Object location annotation records:
·····

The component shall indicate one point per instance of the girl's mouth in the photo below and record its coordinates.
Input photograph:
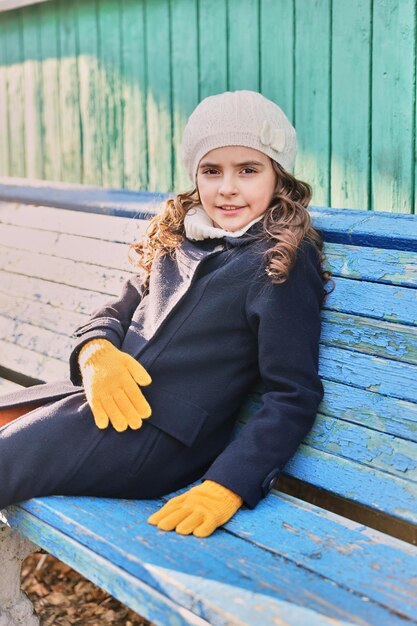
(229, 208)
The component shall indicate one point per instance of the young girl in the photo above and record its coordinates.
(230, 290)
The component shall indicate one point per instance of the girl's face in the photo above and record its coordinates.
(235, 185)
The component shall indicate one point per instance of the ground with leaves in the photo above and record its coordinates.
(62, 597)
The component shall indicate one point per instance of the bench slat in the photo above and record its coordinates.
(101, 227)
(366, 228)
(378, 301)
(38, 314)
(209, 572)
(361, 334)
(64, 297)
(32, 364)
(86, 249)
(365, 446)
(385, 302)
(374, 264)
(6, 386)
(359, 483)
(63, 271)
(374, 410)
(385, 376)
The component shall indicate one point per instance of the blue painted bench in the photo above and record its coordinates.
(335, 541)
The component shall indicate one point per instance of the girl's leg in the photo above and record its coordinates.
(10, 414)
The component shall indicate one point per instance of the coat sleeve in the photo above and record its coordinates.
(286, 321)
(109, 322)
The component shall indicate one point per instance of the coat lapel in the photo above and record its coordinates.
(170, 279)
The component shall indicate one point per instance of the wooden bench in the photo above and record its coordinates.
(292, 560)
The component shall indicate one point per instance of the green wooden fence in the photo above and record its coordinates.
(98, 91)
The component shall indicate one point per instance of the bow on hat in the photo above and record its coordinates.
(273, 137)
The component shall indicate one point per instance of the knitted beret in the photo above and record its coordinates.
(238, 118)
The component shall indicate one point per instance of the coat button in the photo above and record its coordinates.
(272, 483)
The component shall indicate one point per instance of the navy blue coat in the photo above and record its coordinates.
(210, 326)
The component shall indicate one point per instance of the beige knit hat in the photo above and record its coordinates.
(238, 118)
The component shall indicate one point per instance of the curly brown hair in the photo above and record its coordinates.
(286, 223)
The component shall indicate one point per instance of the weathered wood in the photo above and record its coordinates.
(15, 607)
(304, 568)
(290, 561)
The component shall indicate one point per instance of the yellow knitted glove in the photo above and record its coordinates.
(199, 511)
(111, 378)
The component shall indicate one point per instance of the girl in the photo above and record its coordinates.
(230, 289)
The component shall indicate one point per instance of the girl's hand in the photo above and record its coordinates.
(111, 378)
(199, 511)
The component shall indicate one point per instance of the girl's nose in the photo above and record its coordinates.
(227, 186)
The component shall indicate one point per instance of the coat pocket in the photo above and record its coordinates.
(175, 416)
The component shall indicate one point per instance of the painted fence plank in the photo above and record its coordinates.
(70, 132)
(50, 113)
(110, 118)
(133, 94)
(63, 297)
(89, 91)
(184, 59)
(243, 45)
(277, 78)
(15, 93)
(393, 72)
(350, 71)
(223, 576)
(213, 70)
(312, 88)
(4, 115)
(33, 102)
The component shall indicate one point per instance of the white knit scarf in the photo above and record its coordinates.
(199, 226)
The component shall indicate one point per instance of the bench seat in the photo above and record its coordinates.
(290, 561)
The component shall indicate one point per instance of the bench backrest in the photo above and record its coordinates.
(59, 265)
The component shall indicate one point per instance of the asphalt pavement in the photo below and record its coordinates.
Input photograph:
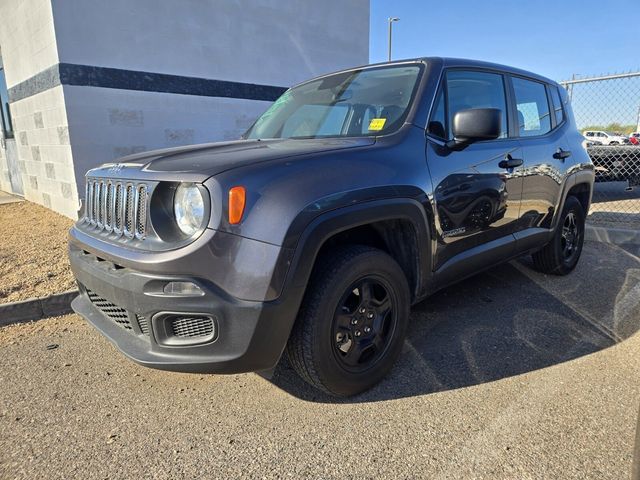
(509, 374)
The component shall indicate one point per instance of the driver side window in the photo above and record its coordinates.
(466, 90)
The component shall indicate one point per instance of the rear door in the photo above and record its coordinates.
(477, 201)
(541, 132)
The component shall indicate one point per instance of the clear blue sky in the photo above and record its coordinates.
(553, 38)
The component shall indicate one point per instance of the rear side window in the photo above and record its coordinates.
(532, 106)
(557, 104)
(466, 90)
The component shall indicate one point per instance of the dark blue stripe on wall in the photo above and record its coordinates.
(89, 76)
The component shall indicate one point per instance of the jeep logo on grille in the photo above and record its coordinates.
(117, 168)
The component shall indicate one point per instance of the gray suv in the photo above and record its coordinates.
(354, 196)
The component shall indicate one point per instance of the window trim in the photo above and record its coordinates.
(442, 85)
(553, 129)
(555, 123)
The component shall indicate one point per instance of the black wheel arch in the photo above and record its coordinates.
(399, 226)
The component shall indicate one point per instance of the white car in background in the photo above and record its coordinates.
(605, 138)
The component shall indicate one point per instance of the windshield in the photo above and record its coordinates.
(372, 101)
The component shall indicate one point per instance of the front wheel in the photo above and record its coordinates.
(353, 320)
(560, 256)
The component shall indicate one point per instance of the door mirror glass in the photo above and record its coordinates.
(476, 124)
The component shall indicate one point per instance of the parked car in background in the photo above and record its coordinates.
(605, 138)
(354, 196)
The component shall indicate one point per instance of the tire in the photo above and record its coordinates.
(560, 256)
(326, 348)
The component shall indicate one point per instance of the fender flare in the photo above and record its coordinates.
(335, 221)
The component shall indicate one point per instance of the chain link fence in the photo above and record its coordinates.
(607, 111)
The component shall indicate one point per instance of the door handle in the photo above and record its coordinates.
(510, 162)
(561, 154)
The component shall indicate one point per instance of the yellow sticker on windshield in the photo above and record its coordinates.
(377, 124)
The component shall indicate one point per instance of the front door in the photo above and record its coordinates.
(477, 199)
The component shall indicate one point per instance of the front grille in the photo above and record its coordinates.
(117, 207)
(111, 310)
(192, 327)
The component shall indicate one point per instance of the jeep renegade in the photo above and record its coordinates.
(354, 196)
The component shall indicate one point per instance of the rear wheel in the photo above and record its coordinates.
(561, 254)
(353, 321)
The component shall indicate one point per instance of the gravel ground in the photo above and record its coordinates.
(33, 252)
(510, 374)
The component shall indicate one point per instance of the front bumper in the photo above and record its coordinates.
(131, 313)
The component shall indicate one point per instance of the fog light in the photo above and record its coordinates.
(186, 289)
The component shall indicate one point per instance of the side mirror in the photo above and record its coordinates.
(474, 125)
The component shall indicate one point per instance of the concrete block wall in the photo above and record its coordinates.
(105, 124)
(27, 38)
(78, 76)
(44, 151)
(5, 183)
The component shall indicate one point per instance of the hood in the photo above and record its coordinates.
(199, 162)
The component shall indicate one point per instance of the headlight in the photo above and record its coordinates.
(188, 208)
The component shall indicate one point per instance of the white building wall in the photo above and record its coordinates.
(107, 123)
(28, 46)
(45, 156)
(274, 42)
(63, 129)
(27, 38)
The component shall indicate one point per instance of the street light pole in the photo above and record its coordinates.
(391, 20)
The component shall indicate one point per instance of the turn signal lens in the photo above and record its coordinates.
(237, 199)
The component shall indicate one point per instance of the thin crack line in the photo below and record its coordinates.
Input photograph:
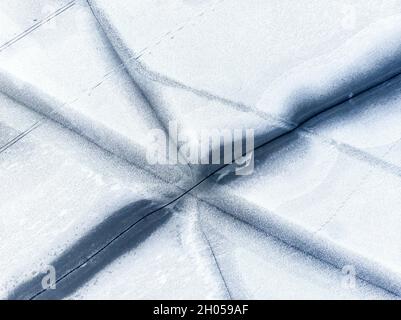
(200, 182)
(36, 26)
(128, 229)
(20, 136)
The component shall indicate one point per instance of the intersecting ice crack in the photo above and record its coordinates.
(292, 127)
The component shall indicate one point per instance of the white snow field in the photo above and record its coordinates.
(84, 83)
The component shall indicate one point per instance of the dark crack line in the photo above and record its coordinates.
(36, 26)
(20, 136)
(208, 176)
(218, 267)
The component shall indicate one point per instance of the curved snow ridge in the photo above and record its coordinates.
(303, 239)
(365, 60)
(371, 57)
(98, 133)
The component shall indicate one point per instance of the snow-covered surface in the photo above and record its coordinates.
(260, 64)
(55, 188)
(334, 200)
(69, 73)
(317, 82)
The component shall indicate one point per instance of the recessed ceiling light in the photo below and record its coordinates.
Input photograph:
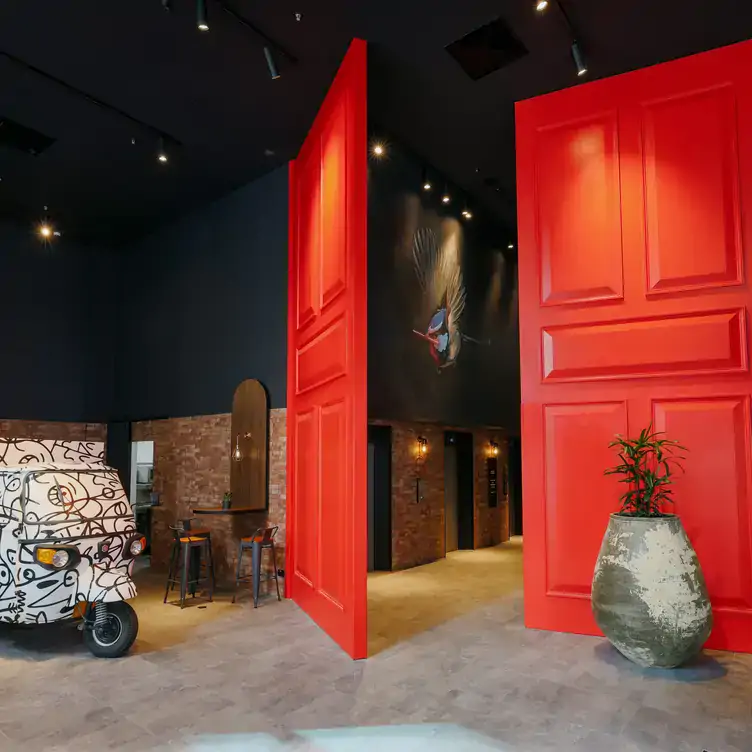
(273, 72)
(202, 20)
(579, 60)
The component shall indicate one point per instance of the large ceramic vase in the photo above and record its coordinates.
(649, 593)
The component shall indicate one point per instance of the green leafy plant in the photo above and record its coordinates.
(647, 464)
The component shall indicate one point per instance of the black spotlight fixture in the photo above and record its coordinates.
(578, 58)
(202, 17)
(162, 155)
(425, 182)
(273, 72)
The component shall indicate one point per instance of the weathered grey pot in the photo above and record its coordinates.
(649, 593)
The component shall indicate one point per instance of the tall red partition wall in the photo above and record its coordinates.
(635, 230)
(327, 420)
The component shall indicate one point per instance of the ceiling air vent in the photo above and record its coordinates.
(487, 49)
(15, 136)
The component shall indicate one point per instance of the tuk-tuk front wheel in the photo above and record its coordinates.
(113, 633)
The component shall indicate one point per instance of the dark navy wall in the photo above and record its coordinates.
(205, 306)
(58, 342)
(482, 387)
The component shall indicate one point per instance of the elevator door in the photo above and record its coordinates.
(450, 494)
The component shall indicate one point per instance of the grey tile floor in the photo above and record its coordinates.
(270, 681)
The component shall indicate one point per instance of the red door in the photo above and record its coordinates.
(635, 226)
(326, 364)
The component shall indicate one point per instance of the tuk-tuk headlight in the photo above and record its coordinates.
(137, 546)
(56, 558)
(134, 547)
(60, 559)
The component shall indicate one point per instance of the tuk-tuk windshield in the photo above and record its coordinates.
(60, 496)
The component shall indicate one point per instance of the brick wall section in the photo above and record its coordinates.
(35, 429)
(192, 469)
(418, 529)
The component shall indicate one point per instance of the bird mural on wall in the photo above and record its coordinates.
(440, 279)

·····

__What you will do__. Starting at the line that contains "The component shall indicate one point per instance of the grey" and continuing through the last line of the items above, rewrite those lines as a numbered list, omitting any blank lines.

__Answer below__.
1. The component shall indicate one point per instance of the grey tile floor in the photo above and record its coordinates.
2. (270, 681)
3. The component shall indicate one point per instance of the red door in the photo above and record its coordinates.
4. (635, 226)
5. (326, 364)
6. The component shall indicate one point per instance of the tuk-tuk headlight in the photo above and record its coordinates.
7. (137, 546)
8. (56, 558)
9. (134, 547)
10. (60, 559)
11. The component shall indicate one point per instance of the tuk-tuk windshield in the photo above and record its coordinates.
12. (60, 496)
13. The component shall indicate one point per instance of the brick wall section in the photo above and record its coordinates.
14. (35, 429)
15. (192, 469)
16. (418, 529)
17. The component shall indicate one point per instance of the bird mural on wall in the photo above and record its coordinates.
18. (440, 279)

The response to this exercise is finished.